Source records:
-*-*-

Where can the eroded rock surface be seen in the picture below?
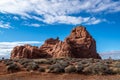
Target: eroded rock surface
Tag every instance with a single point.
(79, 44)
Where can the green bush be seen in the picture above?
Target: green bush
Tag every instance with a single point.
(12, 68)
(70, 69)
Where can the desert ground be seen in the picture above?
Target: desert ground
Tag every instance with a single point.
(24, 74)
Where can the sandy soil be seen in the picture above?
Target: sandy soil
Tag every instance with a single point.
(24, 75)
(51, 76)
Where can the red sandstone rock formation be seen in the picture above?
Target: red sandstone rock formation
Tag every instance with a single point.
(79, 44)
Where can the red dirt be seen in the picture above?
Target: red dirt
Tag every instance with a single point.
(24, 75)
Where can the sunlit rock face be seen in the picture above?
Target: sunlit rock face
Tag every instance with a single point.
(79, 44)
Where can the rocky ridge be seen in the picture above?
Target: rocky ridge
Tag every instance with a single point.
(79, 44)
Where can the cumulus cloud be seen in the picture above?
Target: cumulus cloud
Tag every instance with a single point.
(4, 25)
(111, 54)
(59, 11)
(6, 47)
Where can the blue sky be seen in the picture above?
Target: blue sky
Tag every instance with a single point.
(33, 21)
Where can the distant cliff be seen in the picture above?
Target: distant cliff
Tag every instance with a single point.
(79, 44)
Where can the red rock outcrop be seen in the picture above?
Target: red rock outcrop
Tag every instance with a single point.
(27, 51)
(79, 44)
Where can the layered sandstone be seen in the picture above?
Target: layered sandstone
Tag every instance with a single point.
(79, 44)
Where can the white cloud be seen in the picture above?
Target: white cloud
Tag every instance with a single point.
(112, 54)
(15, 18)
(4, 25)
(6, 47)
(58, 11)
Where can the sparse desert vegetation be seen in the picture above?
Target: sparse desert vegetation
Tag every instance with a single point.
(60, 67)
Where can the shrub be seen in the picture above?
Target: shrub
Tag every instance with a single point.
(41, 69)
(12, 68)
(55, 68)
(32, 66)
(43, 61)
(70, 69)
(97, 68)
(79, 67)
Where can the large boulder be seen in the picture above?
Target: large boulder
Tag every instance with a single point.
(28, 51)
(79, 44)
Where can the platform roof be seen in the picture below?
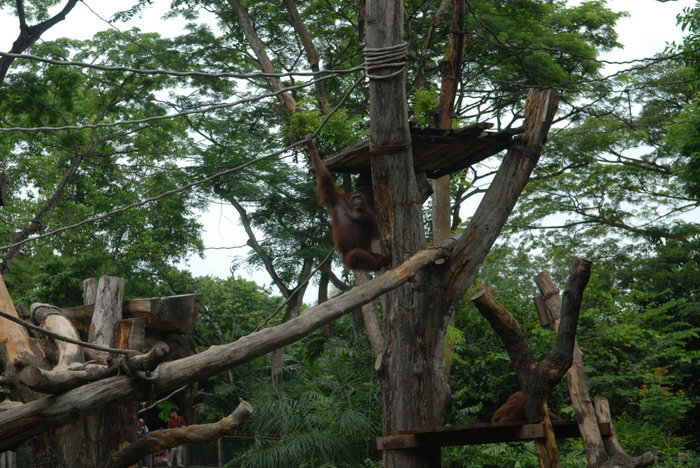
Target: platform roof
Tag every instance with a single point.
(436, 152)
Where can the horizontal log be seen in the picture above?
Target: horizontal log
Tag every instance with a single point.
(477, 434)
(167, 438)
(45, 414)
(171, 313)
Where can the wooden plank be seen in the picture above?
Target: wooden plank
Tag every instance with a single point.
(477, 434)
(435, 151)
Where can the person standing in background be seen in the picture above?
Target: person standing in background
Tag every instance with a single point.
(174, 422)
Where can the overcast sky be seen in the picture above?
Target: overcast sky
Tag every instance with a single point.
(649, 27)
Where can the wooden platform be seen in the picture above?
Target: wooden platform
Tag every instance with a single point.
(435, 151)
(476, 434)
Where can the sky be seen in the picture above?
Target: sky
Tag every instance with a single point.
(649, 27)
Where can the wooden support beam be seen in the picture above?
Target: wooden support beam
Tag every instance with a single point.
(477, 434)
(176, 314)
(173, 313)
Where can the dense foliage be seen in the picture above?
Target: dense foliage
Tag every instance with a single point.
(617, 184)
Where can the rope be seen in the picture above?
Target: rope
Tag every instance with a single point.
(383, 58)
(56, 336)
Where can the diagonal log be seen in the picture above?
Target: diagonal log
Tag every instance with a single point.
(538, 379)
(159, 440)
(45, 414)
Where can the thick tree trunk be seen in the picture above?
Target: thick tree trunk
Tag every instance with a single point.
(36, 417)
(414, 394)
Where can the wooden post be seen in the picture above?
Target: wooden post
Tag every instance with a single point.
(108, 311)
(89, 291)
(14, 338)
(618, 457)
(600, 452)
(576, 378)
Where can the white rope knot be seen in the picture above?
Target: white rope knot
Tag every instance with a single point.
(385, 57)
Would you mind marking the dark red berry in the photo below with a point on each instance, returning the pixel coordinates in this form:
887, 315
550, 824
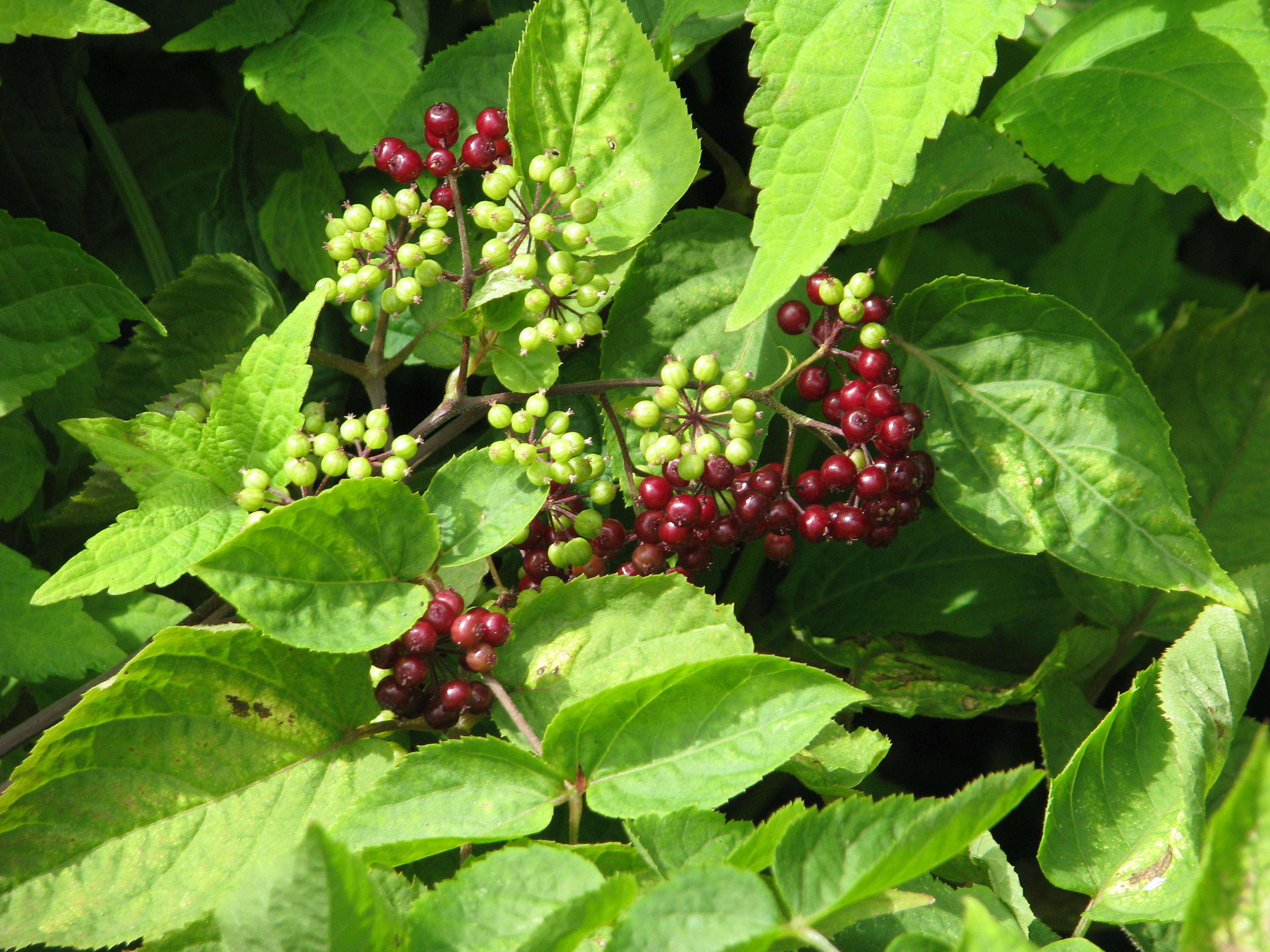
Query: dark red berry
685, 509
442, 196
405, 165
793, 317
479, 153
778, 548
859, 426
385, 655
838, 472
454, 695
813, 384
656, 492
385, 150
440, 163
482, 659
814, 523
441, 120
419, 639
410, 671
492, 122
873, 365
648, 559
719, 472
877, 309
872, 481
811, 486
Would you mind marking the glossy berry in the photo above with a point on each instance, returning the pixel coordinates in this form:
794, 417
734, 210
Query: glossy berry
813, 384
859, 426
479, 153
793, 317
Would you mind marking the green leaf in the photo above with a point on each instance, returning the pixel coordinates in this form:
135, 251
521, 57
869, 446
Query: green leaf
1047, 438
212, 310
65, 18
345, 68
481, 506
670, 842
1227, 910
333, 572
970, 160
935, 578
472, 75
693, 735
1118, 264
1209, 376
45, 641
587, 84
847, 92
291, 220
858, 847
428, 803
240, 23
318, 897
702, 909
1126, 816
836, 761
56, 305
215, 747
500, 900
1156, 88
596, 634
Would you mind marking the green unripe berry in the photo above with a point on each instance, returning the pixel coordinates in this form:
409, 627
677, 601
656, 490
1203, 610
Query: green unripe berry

-*-*-

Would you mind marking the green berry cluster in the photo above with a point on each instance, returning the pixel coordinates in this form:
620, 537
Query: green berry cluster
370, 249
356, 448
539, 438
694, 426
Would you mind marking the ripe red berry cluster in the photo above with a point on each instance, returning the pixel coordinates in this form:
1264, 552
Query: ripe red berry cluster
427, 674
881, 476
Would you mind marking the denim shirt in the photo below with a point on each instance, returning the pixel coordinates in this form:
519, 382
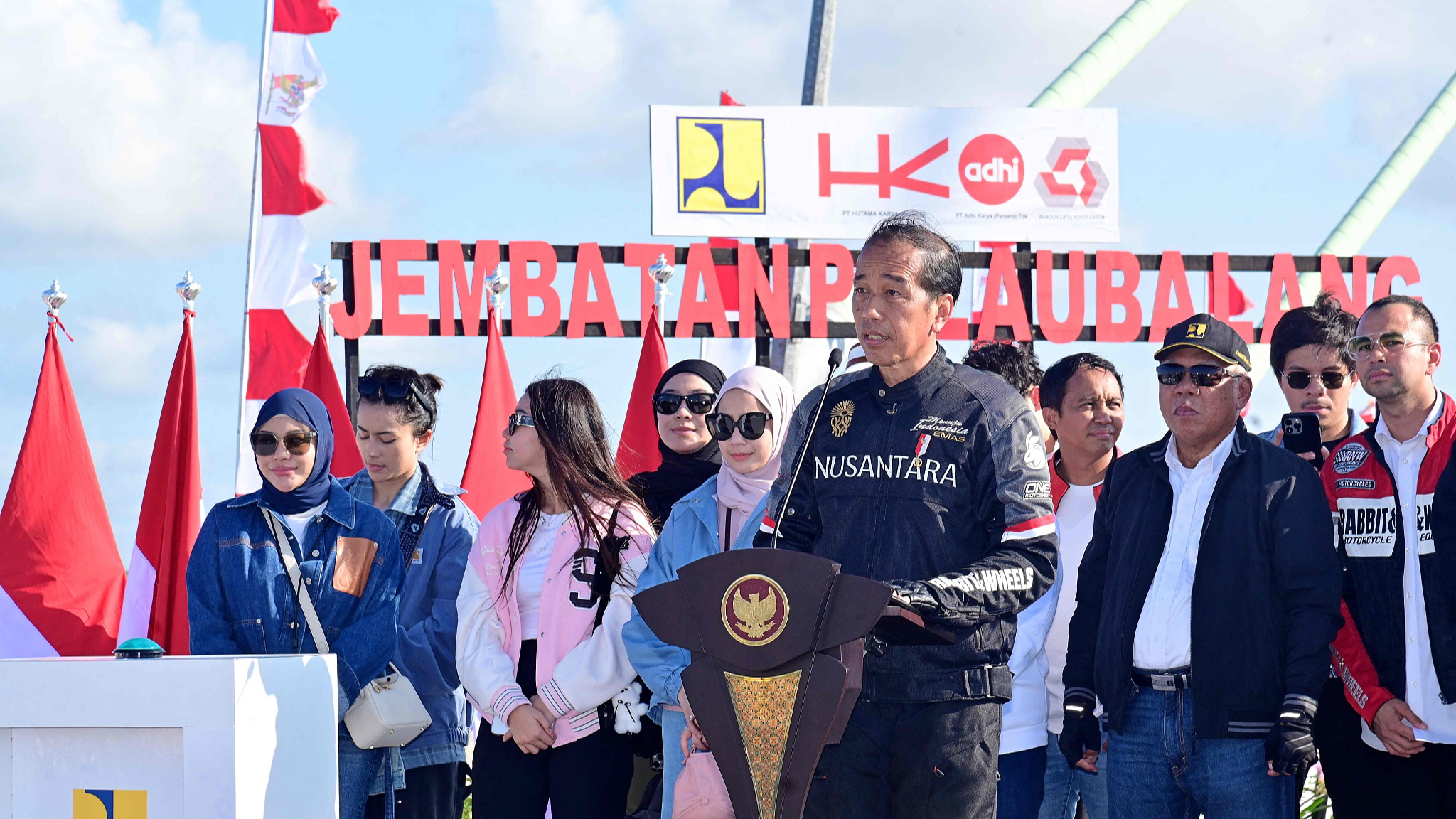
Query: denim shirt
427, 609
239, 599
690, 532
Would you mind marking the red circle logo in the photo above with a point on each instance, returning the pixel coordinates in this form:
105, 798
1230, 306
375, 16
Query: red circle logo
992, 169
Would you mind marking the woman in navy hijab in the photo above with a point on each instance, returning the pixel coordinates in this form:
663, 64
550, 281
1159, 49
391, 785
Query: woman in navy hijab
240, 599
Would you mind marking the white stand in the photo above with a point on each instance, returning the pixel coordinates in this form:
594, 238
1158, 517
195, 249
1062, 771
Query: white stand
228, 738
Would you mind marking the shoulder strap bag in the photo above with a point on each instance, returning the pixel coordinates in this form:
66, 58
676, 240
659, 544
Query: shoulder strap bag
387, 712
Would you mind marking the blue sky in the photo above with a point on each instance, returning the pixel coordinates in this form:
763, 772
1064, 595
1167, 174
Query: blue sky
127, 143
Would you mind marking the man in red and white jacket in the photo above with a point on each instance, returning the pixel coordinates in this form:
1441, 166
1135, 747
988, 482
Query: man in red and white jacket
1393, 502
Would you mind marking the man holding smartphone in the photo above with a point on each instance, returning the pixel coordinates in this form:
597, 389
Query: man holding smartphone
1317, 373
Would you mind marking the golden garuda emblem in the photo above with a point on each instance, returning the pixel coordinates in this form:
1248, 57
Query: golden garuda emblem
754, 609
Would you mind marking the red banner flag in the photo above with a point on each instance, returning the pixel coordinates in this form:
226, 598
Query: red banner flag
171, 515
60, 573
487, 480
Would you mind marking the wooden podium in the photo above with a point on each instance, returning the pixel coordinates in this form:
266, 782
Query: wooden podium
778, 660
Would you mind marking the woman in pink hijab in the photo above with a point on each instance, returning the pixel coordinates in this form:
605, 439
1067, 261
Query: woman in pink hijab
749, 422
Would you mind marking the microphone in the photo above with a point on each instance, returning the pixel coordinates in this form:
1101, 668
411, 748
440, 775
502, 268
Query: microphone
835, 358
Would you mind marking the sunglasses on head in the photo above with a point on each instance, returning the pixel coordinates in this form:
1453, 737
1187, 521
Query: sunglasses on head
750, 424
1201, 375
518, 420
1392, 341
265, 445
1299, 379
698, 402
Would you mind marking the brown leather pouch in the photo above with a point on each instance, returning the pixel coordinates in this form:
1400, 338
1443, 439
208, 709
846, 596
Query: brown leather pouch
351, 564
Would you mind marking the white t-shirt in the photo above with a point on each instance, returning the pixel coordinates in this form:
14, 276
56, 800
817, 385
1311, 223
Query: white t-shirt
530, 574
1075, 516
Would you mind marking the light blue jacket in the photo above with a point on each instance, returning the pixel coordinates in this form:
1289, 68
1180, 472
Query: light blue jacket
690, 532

-*-*-

Copy the records from the line with "Where can the white rope" through the line with "Query: green unripe berry", including both of those lines. Leave the pictures out.

◆ WORKED ANSWER:
Where can the white rope knot be seen in the picture above?
Target: white rope knot
Tag every instance with a single point.
(385, 57)
Would you mind marking the dark red berry in the photo below with a point on each instance, returning the pixel coordinates in this form:
887, 315
550, 824
Query: dark red berry
685, 509
442, 196
405, 165
793, 317
479, 153
778, 548
859, 426
385, 655
838, 472
454, 695
813, 384
656, 492
385, 150
440, 163
482, 659
814, 523
441, 120
419, 639
410, 671
492, 122
873, 365
648, 559
719, 472
877, 309
872, 481
811, 486
Would you mind marking the glossy berry in the photo above with a point on each instance, returning the pixel coordinates in this form:
794, 417
734, 210
Query: glossy berry
813, 384
859, 426
479, 153
793, 317
Would you mind marking the green leaf in the photo above with a point on each instance, returning the pixel coordinates in this form:
135, 251
521, 57
869, 446
Query: green leaf
1047, 438
212, 310
65, 18
345, 68
481, 506
670, 842
1227, 910
333, 572
970, 160
935, 578
472, 75
693, 735
1118, 264
1209, 376
45, 641
587, 84
847, 92
291, 220
858, 847
428, 803
240, 23
318, 897
702, 909
1126, 816
836, 761
56, 305
215, 747
500, 900
1156, 88
596, 634
Would you mind marking the green unripe berry in the photo above with a point on each instance, returning the pixel coordinates in this form:
409, 627
677, 601
656, 490
1203, 610
Query: green unripe berry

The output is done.